(Point labeling examples)
**********

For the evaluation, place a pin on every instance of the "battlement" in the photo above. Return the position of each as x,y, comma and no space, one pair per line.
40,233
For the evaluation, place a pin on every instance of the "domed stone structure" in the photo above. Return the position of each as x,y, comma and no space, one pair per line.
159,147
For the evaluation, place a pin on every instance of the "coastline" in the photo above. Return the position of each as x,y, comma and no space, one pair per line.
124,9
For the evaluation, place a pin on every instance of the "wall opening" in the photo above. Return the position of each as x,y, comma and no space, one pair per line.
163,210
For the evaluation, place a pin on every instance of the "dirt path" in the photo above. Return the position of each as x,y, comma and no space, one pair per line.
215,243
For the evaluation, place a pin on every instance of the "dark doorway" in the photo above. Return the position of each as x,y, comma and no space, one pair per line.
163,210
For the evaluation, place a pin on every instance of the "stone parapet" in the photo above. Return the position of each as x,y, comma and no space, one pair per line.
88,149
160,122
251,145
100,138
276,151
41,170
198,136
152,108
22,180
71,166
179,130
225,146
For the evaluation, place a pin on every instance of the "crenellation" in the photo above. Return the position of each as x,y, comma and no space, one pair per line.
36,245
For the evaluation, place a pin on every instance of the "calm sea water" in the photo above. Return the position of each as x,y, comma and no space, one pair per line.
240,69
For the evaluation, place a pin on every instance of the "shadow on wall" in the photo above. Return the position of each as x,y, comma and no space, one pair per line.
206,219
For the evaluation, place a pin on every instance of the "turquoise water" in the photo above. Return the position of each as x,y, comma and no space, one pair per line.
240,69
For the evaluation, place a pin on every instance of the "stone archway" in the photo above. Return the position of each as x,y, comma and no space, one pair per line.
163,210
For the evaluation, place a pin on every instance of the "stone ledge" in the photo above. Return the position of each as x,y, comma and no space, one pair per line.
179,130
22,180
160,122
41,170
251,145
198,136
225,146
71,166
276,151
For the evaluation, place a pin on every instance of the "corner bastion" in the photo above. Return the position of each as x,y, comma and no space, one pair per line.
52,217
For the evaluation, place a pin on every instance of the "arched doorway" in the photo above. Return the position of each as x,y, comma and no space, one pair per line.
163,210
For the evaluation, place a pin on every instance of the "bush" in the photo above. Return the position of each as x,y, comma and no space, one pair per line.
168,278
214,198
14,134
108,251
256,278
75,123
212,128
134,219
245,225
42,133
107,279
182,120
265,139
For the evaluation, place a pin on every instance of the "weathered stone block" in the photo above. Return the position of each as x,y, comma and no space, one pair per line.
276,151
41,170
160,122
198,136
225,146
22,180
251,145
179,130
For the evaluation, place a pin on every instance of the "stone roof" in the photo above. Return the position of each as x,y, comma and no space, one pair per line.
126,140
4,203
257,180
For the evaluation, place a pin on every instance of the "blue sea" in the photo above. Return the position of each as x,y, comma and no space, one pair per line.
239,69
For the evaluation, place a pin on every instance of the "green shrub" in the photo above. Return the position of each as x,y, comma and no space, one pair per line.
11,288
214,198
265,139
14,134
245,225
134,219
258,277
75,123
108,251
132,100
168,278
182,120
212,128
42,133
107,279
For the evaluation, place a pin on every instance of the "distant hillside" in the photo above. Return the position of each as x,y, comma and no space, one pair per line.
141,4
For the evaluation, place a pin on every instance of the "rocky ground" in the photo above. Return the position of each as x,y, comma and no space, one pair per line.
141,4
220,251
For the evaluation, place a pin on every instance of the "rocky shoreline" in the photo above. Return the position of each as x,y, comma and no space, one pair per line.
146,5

**********

### What is asked:
Set down all of the data above, word for word.

### Answer to this problem:
For the evaluation, place a pin on every instance of the "battlement" in the photo above. Return the position of each as x,y, comma and no space, one pair per line.
40,233
For the evaluation, place a pin on every instance of the "domed stone structure" in the photo above. Return the position of each as x,y, comma and no space, one pair per line.
159,147
For the evaluation, place a pin on every instance of the "coastline" in the photo above. Return the position of each as x,y, comma and no space, one pair per line.
124,9
For the evaluation, place a pin on every instance of the "wall opening" in the photo above. Return the position of each as x,y, comma and no space, one pair per line.
163,210
For the evaluation, place a pin on every instance of the "dirt path" in the photo above. Return the position of each as x,y, comma and no space, one pair per line.
215,243
For the evaluation, place a pin on every instance of the "dark doorway" in the photo above. Return the position of each as x,y, comma and no space, one pair per line.
163,210
For the evaluation, place a pin on every instance of the "stone parapet" in the photo above. Return the position of each as x,y, comma and no space, one pair per line.
88,149
160,122
251,145
100,138
276,151
41,170
198,136
152,108
22,180
71,166
179,130
225,146
For the evaluation, place a pin on every instance of the "crenellation" in the photo above. Return the position of each as x,y, comma and no space, one pair per line.
36,245
For the evaluation, place a pin on every instance of the "calm sea water" in the photo above. Return the position of each as x,y, comma and no space, one pair per line.
240,69
For the evaluation, place a pin on every instance of the "shadow on wall" in the photo above. Return the position of each as x,y, comma and no space, one pair per line.
206,219
For the evaluation, place a pin on every instance of the "turquoise water" in the photo above. Return the position of each as x,y, comma and no space, one pair per line.
240,69
For the evaluation, place a pin on every instance of the "stone archway" in the photo above. Return the position of each as x,y, comma and no space, one pair per line.
163,210
For the evaluation, place a pin on every instance of the "stone ledge" in the photo above. Return the position of each as x,y, comma and no space, one pair per line.
179,130
22,180
160,122
41,170
251,145
198,136
225,146
71,166
276,151
For the evaluation, place a pin on every instance of the "corner bastion" in the photo above. Return the position of each as x,y, comma and no space, one pair per line.
52,217
For the evaluation, place a pin on every instance of the "arched doorway" in the photo above. Return the position of each as x,y, comma and no space, one pair per line.
163,210
For the evaluation, place a pin on every instance of the "bush" in the photo above. Return the position of each as x,y, comma and no space, one pair per line.
168,278
214,198
14,134
108,251
256,278
75,123
212,128
134,219
245,225
42,133
107,279
182,120
265,139
For the evaluation, place a pin on every instance of the "weathered stone block" in the photo above. Return the position of each as x,y, comma and no space, one pair per line.
276,151
41,170
160,122
198,136
225,146
22,180
251,145
179,130
For the evaluation, place a pin on every instance of the "stone roof" in the photo above. Return the position of each as x,y, comma and no space, one pair per line.
126,140
4,203
257,180
For the evaluation, place a pin on every instance of the "blue sea" in the photo above. Return the position of each as x,y, comma and no space, one pair per line.
239,69
For the evaluation, place a pin on every instance of the "green shrub" in the photo above. Return the position of each as x,y, comma and no space, one pair per line.
11,288
214,198
265,139
14,134
245,225
134,219
258,277
75,123
108,251
132,100
168,278
182,120
212,128
42,133
107,279
For the evaluation, place a pin on every instance of the "distant hillside" in the photo above. Return the position of each as x,y, comma and no space, one pair per line.
141,4
For the evaluation, place a pin on every instance of the "rocky ground" in the photo above. Return the position of each as x,y, comma and no space, one pair per line.
141,4
220,251
For the evaluation, place a pin on every instance of the "rocky shoreline" in the photo above. Return the position of each as x,y, comma and no space, one pair per line.
146,5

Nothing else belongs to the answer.